# Start of Given information

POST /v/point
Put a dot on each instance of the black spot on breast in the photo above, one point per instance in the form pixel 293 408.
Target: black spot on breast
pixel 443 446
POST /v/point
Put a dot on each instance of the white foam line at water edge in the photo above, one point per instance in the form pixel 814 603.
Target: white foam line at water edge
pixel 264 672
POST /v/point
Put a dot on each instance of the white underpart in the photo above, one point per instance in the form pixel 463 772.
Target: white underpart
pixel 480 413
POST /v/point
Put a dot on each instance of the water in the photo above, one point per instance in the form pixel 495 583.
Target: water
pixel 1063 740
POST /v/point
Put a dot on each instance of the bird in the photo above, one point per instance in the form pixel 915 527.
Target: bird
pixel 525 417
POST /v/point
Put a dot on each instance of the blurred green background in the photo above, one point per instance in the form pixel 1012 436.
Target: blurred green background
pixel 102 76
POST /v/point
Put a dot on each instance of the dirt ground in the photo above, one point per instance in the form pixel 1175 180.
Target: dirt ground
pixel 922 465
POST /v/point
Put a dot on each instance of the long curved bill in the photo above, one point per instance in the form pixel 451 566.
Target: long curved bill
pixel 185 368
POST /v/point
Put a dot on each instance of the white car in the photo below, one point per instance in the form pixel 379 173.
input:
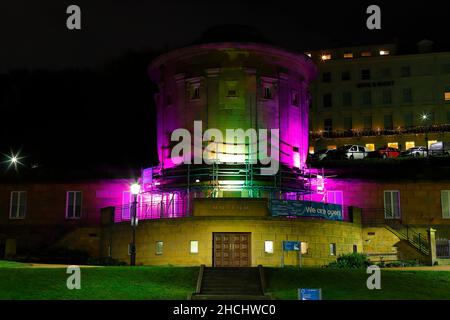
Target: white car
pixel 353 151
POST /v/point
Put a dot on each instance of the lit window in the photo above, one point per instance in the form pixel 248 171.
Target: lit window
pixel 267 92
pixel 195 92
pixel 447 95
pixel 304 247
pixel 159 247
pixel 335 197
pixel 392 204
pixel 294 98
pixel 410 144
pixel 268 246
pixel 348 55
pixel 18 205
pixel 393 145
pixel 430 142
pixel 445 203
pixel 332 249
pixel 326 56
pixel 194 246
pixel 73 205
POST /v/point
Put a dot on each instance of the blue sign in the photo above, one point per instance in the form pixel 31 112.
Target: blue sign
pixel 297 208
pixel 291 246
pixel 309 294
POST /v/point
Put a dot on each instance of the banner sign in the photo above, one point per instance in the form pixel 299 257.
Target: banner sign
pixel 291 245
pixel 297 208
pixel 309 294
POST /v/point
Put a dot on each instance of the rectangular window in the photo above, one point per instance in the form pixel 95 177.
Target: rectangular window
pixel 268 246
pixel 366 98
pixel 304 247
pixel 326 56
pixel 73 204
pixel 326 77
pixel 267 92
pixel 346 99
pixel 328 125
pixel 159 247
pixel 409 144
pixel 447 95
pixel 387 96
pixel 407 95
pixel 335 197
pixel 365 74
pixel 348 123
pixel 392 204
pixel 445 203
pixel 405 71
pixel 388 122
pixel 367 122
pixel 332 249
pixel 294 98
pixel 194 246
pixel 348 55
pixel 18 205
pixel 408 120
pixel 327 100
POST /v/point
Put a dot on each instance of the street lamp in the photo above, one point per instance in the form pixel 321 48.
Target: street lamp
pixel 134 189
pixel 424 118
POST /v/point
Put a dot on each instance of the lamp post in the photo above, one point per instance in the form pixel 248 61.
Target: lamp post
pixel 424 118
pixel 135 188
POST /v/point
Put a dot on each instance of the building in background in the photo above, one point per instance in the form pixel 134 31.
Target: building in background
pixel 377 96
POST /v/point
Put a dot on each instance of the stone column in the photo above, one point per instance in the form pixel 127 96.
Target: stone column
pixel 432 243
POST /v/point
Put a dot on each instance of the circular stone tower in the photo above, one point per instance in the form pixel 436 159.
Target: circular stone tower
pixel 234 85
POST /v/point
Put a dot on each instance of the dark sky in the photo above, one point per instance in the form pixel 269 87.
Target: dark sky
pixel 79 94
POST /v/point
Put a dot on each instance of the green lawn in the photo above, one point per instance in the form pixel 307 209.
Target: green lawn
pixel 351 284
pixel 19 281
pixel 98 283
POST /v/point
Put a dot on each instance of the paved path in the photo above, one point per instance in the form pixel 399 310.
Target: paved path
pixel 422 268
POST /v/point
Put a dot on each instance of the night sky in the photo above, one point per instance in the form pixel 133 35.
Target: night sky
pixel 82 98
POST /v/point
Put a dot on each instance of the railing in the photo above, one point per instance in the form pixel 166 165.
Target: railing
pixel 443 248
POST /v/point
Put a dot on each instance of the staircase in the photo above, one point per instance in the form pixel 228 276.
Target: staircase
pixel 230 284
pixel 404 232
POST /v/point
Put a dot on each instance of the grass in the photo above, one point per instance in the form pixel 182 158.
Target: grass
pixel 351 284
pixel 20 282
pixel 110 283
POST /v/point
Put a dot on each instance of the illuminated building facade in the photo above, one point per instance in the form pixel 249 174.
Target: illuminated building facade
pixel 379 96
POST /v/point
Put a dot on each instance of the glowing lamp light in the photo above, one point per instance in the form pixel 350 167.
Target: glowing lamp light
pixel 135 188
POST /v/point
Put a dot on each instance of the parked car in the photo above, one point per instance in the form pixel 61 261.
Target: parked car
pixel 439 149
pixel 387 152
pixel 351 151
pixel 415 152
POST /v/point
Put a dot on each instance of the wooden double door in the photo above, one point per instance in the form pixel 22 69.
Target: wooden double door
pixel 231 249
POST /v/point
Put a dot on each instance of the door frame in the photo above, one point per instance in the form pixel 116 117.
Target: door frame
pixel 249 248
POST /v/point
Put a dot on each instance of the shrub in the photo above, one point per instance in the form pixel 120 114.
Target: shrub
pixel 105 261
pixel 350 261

# End of Given information

Exercise prompt
Rewrite all of the entries above as a two-column CSV with the headers entry_text and answer, one row per entry. Wrap each field in double quotes, turn line breaks into spaces, and omit the pictures.

Result of the task
entry_text,answer
"POST /v/point Put a dot on each instance of the black spot on breast in the photo above, one point per instance in the form pixel 293 408. Target: black spot on breast","pixel 443 446"
"POST /v/point Put a dot on each instance of the white foam line at water edge in the photo above, one point per instance in the form pixel 814 603. Target: white foam line at water edge","pixel 264 672"
"POST /v/point Put a dot on each instance of the white underpart in the photo above, one point per instance in the form pixel 463 772. Target: white underpart","pixel 480 413"
"POST /v/point Put a dot on each instance of the water in the photo above, one point per instance in the form pixel 495 583. Target: water","pixel 1063 740"
"POST /v/point Put a dot on each instance of the bird in the photo above, one point per instance in the form pixel 915 527. Target: bird","pixel 525 417"
"POST /v/point Put a dot on each instance of the blurred green background in the photo above, one point per instance in the form pixel 1012 436. Target: blurred green background","pixel 102 76"
"POST /v/point Put a dot on each instance of the dirt ground in the photo above, one point per instance in the form pixel 1175 180. Target: dirt ground","pixel 922 465"
"POST /v/point Put a dot on each instance of the long curved bill in the photo above, one point per instance in the form pixel 451 566. Target: long curved bill","pixel 185 368"
"POST /v/point Put a dot on each instance of the white car in the photo below, one point per instance in the form pixel 379 173. input: Target: white car","pixel 353 151"
"POST /v/point Put a dot on each instance of the lit window in the photo above, one point per instance in the form pixel 248 171. Target: lit window","pixel 267 92 pixel 195 92 pixel 447 95 pixel 304 247 pixel 159 247 pixel 335 197 pixel 392 204 pixel 294 98 pixel 410 144 pixel 268 246 pixel 348 55 pixel 18 205 pixel 393 145 pixel 430 142 pixel 445 203 pixel 332 249 pixel 326 56 pixel 194 246 pixel 73 205"
"POST /v/point Put a dot on each instance of the blue sign in the photo above, one point per instance in the form pixel 31 112. Target: blue sign","pixel 297 208 pixel 291 246 pixel 309 294"
"POST /v/point Put a dot on each instance of the banner sign in the photo above, one point per instance in the form pixel 299 257. Target: banner sign","pixel 291 245 pixel 297 208 pixel 309 294"
"POST /v/point Put a dot on each instance of the rectangular window in the photo above, one point per instance in the form pixel 95 177. Target: rectangular window","pixel 268 246 pixel 366 98 pixel 304 247 pixel 326 56 pixel 73 204 pixel 326 77 pixel 267 92 pixel 346 99 pixel 328 125 pixel 159 247 pixel 409 144 pixel 447 95 pixel 387 96 pixel 407 95 pixel 335 197 pixel 365 74 pixel 348 123 pixel 392 204 pixel 445 203 pixel 405 71 pixel 388 122 pixel 367 122 pixel 332 249 pixel 294 98 pixel 194 246 pixel 348 55 pixel 18 205 pixel 408 120 pixel 327 100"
"POST /v/point Put a dot on each instance of the street lamp in the photo above, one point per instance in the form pixel 321 48. Target: street lamp","pixel 134 189 pixel 424 118"
"POST /v/point Put a dot on each instance of the lamp post in the photo above, one point per instance in the form pixel 248 61. Target: lamp post","pixel 424 118 pixel 135 188"
"POST /v/point Put a dot on each instance of the building in background in the photo above, one point per instance in the form pixel 134 31. Target: building in background","pixel 377 96"
"POST /v/point Put a dot on each instance of the stone column in the photo above, one point per instance in the form pixel 127 96. Target: stone column","pixel 432 243"
"POST /v/point Put a dot on each instance of the circular stone tower in the photo above, one point per instance in the form pixel 436 159. Target: circular stone tower","pixel 234 85"
"POST /v/point Put a dot on each instance of the dark sky in the photo above, one point per instance in the form pixel 269 87. Target: dark sky","pixel 79 94"
"POST /v/point Put a dot on each instance of the green lawn in the photo above, one point per instance in the form pixel 307 209. Target: green lawn","pixel 351 284 pixel 19 281 pixel 98 283"
"POST /v/point Put a dot on each instance of the paved path in the photo above, one point per instance in the form pixel 399 310. Target: paved path","pixel 422 268"
"POST /v/point Put a dot on each instance of the night sky in the photo above, one point per instance in the form pixel 133 35. Target: night sky","pixel 82 98"
"POST /v/point Put a dot on each instance of the railing in the photo above, one point per instance in the form pixel 166 165. Target: railing","pixel 443 248"
"POST /v/point Put a dot on each instance of the staircase in the photo above, one point per instance in the form pixel 228 276. Target: staircase","pixel 230 284 pixel 404 232"
"POST /v/point Put a dot on each instance of the grass in the photo above, one point per instance in the form pixel 182 158. Target: grass","pixel 351 284 pixel 20 282 pixel 110 283"
"POST /v/point Put a dot on each instance of the illuminated building facade in the photo above, one point per instance in the form pixel 249 174. Target: illuminated building facade","pixel 379 96"
"POST /v/point Put a dot on each instance of the glowing lamp light in the photo above, one point per instance in the form pixel 350 167. Target: glowing lamp light","pixel 135 188"
"POST /v/point Put a dot on each instance of the parked car in the photo above, one point per instance in the form pixel 61 261. Target: parked car","pixel 439 149 pixel 387 152 pixel 351 151 pixel 415 152"
"POST /v/point Put a dot on each instance of the wooden double door in the photo above, one point per instance in the form pixel 22 69. Target: wooden double door","pixel 231 249"
"POST /v/point Put a dot on each instance of the door frame in the photo above, one point per instance in the form pixel 116 117. Target: door frame","pixel 249 248"
"POST /v/point Put a dot on each instance of the shrub in the photo above, one point per instance in the form pixel 120 114. Target: shrub","pixel 105 261 pixel 350 261"